◆ Testo da leggere

——————

Gli Stati Uniti e il crollo del 1929
Durante la Grande Guerra gli Stati Uniti non solo avevano rinsaldato la loro posizione di primo paese
produttore, ma avevano anche concesso cospicui prestiti ai loro alleati in Europa, divenendo il maggior
esportatore di capitali. Il superamento della depressione postbellica del 1920-21 segnò per il sistema
economico statunitense l’inizio di un periodo di grande prosperità.
La diffusione della produzione in serie e della razionalizzazione del lavoro in fabbrica favorì notevoli
aumenti di produttività. Salì la produzione industriale e, con essa, il reddito nazionale anche se,
contemporaneamente, diminuì il numero degli occupati nell’industria, poiché gli sviluppi della tecnica
causarono una diminuzione della quantità di lavoro necessaria ad ottenere un determinato prodotto. Crebbe,
invece, l’occupazione nel settore dei servizi, mentre la larga diffusione dell’automobile e degli
elettrodomestici – radio, frigoriferi, aspirapolvere – trasformò gli Stati Uniti in un laboratorio dove per la
prima volta fu sperimentato un nuovo modo di vita, caratterizzato da una progressiva standardizzazione dei
consumi.

——————

◆ Compito assegnato A
Nel testo sugli Stati Uniti e il crollo del 1929, in quale settore crebbe l'occupazione mentre diminuivano gli occupati nell'industria?
◆ Compito assegnato B
Prosegui il testo sugli Stati Uniti e il crollo del 1929 a partire dalla sua ultima frase.

——————

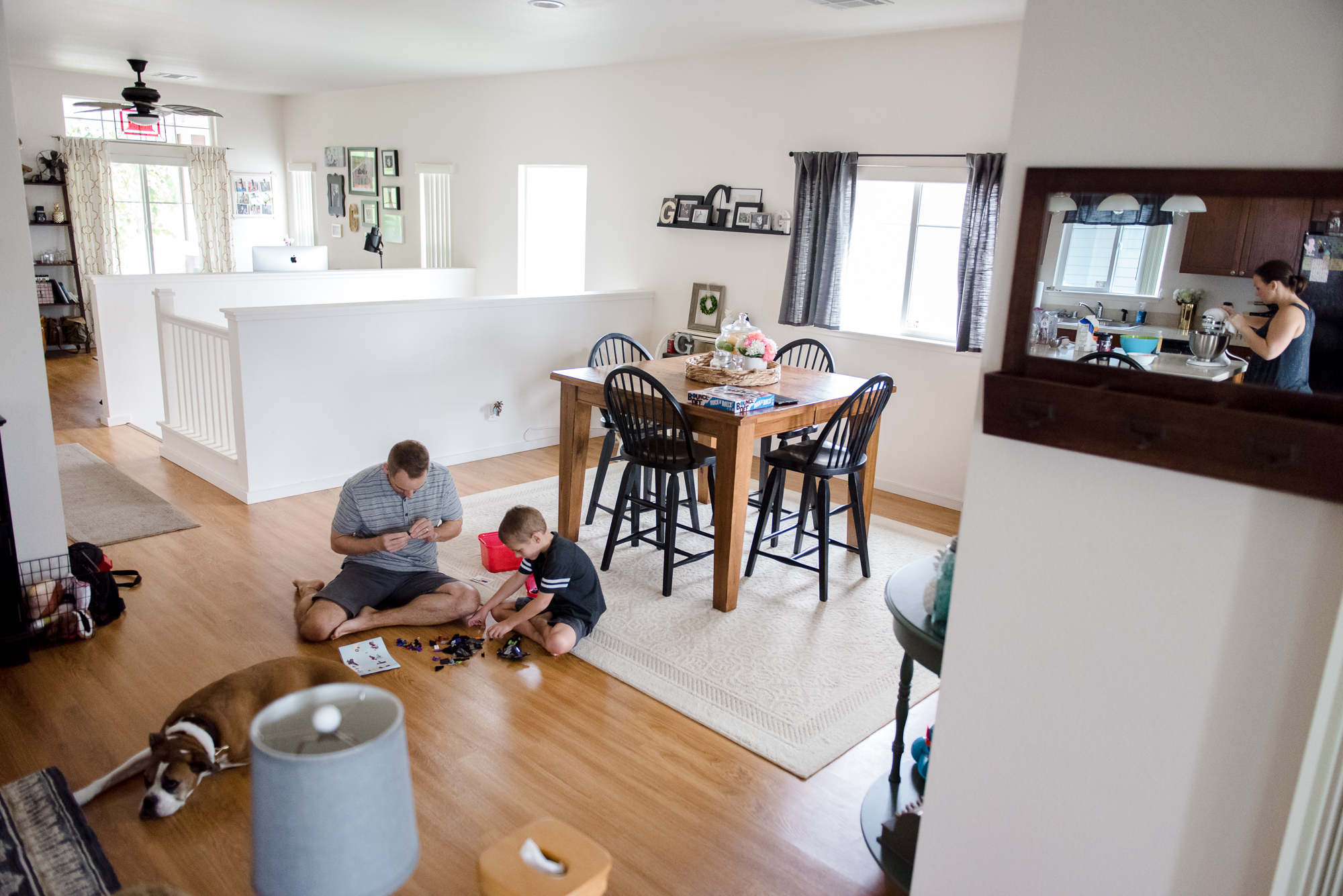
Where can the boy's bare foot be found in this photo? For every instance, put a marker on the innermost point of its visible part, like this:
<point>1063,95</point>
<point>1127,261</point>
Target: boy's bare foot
<point>358,624</point>
<point>304,591</point>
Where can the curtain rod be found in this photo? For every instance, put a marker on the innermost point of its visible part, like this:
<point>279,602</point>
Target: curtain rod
<point>907,154</point>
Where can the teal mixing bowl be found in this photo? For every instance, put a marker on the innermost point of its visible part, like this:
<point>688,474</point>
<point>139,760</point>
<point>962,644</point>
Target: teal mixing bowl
<point>1138,345</point>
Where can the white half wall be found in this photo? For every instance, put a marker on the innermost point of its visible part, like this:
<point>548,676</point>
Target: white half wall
<point>128,334</point>
<point>1134,654</point>
<point>358,379</point>
<point>250,128</point>
<point>30,452</point>
<point>929,91</point>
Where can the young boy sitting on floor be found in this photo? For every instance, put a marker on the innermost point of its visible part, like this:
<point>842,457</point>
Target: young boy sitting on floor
<point>569,600</point>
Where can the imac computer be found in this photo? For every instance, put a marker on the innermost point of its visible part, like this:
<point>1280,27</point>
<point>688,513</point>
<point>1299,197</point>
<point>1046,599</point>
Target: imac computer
<point>289,258</point>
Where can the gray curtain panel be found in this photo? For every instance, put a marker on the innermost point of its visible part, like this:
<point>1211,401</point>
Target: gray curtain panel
<point>978,234</point>
<point>823,217</point>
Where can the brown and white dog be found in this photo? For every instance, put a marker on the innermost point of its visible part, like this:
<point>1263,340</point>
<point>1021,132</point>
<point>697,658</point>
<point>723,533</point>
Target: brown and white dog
<point>209,732</point>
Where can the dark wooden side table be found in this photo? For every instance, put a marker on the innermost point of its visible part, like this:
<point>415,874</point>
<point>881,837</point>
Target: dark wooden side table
<point>923,646</point>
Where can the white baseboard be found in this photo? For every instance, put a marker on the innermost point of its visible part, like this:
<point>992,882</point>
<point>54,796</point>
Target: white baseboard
<point>918,494</point>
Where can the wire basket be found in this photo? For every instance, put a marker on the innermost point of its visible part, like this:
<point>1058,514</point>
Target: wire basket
<point>50,591</point>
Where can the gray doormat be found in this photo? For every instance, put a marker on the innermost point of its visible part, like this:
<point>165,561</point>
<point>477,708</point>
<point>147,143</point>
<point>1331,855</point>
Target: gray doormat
<point>105,506</point>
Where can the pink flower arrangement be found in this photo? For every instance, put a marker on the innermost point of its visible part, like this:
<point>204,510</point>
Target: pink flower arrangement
<point>758,345</point>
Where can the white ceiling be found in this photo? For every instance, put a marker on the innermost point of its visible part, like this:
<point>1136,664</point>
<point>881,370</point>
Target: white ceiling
<point>302,46</point>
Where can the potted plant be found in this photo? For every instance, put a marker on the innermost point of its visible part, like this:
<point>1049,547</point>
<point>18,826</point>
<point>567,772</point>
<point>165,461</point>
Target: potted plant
<point>1188,301</point>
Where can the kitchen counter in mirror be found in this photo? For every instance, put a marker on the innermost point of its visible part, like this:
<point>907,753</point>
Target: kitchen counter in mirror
<point>1176,365</point>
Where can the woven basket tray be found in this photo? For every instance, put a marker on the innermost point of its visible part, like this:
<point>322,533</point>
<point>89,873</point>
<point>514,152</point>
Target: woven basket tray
<point>698,368</point>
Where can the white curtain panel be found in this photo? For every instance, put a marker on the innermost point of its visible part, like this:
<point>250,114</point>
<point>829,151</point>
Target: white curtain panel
<point>212,200</point>
<point>92,211</point>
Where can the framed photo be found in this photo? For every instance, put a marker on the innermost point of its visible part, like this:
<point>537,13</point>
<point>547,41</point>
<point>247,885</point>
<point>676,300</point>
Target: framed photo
<point>683,207</point>
<point>707,307</point>
<point>253,195</point>
<point>742,213</point>
<point>336,195</point>
<point>363,170</point>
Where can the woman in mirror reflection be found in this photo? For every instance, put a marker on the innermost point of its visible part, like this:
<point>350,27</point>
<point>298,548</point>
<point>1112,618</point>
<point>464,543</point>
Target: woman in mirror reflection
<point>1283,345</point>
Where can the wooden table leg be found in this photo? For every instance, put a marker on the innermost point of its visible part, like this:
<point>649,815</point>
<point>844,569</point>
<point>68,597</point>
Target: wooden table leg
<point>733,483</point>
<point>575,424</point>
<point>867,477</point>
<point>898,749</point>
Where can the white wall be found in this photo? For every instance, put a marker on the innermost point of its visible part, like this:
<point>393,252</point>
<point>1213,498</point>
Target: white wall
<point>1130,677</point>
<point>651,130</point>
<point>429,370</point>
<point>30,455</point>
<point>250,128</point>
<point>128,332</point>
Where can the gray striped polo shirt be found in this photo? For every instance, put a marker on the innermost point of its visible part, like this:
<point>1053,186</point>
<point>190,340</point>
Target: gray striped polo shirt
<point>369,506</point>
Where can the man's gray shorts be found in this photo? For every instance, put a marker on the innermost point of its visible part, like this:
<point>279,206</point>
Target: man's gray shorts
<point>362,585</point>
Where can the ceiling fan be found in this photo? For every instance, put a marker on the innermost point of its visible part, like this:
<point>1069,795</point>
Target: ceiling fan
<point>146,103</point>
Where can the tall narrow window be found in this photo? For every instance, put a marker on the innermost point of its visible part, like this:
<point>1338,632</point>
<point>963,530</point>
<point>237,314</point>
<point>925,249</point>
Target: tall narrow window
<point>551,228</point>
<point>156,223</point>
<point>436,215</point>
<point>304,230</point>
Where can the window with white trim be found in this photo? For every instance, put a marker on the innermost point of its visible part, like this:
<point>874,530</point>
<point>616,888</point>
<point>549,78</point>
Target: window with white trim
<point>156,221</point>
<point>900,277</point>
<point>115,123</point>
<point>551,228</point>
<point>1103,258</point>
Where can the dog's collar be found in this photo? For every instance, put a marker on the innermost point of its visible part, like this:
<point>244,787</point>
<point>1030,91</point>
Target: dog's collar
<point>202,730</point>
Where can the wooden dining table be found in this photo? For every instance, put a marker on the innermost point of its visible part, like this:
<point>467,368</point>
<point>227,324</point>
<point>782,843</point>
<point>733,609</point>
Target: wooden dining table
<point>819,395</point>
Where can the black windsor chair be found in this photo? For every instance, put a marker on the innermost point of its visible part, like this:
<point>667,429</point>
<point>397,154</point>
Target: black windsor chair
<point>1111,360</point>
<point>809,354</point>
<point>840,451</point>
<point>614,348</point>
<point>655,435</point>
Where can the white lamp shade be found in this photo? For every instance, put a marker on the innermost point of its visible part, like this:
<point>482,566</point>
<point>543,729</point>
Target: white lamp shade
<point>1184,204</point>
<point>338,819</point>
<point>1062,203</point>
<point>1119,203</point>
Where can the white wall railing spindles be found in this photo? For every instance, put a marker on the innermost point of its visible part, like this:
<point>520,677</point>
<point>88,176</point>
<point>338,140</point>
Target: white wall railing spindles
<point>198,380</point>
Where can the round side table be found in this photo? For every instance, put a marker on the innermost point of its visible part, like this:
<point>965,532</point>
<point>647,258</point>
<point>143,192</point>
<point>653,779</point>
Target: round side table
<point>922,644</point>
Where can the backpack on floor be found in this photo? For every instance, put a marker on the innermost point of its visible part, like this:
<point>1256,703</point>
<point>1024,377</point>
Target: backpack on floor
<point>91,565</point>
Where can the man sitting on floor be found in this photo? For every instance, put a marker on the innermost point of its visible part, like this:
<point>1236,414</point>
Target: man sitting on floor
<point>389,524</point>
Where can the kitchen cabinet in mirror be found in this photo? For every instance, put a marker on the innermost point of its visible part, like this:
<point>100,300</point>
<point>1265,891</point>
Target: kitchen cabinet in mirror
<point>1246,387</point>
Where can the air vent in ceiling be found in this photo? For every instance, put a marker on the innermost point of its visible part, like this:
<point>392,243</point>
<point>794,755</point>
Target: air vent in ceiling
<point>853,4</point>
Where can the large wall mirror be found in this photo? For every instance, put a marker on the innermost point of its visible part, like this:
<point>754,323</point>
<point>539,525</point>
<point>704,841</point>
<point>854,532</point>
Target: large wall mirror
<point>1184,318</point>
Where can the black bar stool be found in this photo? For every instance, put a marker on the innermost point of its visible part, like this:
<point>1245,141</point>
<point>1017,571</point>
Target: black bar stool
<point>656,436</point>
<point>614,348</point>
<point>840,451</point>
<point>809,354</point>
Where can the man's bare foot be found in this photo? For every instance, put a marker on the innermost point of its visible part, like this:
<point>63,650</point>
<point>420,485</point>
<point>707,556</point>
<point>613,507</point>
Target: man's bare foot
<point>366,620</point>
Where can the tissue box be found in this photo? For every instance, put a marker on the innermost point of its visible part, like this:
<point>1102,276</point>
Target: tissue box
<point>502,871</point>
<point>731,399</point>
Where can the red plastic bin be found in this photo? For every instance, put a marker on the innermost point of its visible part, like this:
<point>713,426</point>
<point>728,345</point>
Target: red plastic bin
<point>495,556</point>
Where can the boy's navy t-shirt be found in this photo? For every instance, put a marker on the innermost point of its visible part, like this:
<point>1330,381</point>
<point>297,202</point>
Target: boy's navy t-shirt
<point>567,572</point>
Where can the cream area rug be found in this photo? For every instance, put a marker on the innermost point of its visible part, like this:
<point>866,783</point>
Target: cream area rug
<point>790,678</point>
<point>105,506</point>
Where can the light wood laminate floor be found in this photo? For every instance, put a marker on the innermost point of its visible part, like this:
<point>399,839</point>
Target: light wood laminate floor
<point>683,809</point>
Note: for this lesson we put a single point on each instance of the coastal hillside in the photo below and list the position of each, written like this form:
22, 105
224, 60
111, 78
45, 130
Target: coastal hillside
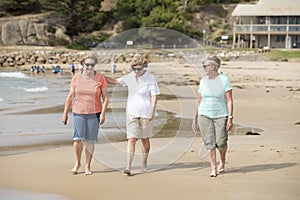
82, 24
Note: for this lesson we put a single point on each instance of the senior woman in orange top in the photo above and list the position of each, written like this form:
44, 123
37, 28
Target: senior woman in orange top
87, 89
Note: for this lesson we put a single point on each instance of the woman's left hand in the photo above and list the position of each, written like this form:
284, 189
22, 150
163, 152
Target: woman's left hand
102, 118
229, 124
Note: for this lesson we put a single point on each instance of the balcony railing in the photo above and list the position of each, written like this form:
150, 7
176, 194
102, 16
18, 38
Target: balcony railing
267, 28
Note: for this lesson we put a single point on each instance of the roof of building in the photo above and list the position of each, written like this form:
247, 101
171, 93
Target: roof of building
269, 8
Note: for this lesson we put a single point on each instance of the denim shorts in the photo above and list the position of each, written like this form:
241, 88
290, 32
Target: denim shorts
86, 127
138, 127
213, 132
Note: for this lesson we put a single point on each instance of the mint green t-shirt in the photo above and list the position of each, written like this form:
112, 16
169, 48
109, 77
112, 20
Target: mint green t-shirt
213, 102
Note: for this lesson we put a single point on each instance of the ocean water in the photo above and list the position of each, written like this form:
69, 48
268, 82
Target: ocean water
31, 109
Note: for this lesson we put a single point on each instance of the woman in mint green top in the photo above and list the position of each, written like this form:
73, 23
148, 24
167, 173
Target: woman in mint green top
213, 113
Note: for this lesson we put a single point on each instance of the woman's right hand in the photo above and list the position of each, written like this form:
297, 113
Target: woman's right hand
64, 119
195, 125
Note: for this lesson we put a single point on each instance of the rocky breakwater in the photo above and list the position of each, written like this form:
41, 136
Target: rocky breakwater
25, 59
31, 29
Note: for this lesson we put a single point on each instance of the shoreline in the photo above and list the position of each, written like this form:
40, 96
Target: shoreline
263, 167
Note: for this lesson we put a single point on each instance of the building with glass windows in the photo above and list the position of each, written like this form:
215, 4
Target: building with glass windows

——————

◆ Risultato atteso A
Nel settore dei servizi.

◆ Risultato atteso B
In questo periodo i repubblicani, che rimasero al potere per tutti gli anni ’20 attuando una politica
rigidamente conservatrice, alimentarono le più ottimistiche aspettative sui destini della prosperità americana,
senza troppo preoccuparsi dei gravi problemi sociali che pure continuavano a manifestarsi nel paese.
La distribuzione dei redditi, infatti, era fortemente sperequata e comportava l’emarginazione di consistenti
fasce della popolazione. Si aggiunse, inoltre, un’ondata di conservatorismo ideologico che investì in primo
luogo le minoranze nazionali e razziali. Contemporaneamente si inasprirono le pratiche discriminatorie nei
confronti della popolazione di colore e la setta del Ku Klux Klan, espressione del razzismo più isterico,
raggiunge negli Stati del Sud le dimensioni di un’organizzazione di massa.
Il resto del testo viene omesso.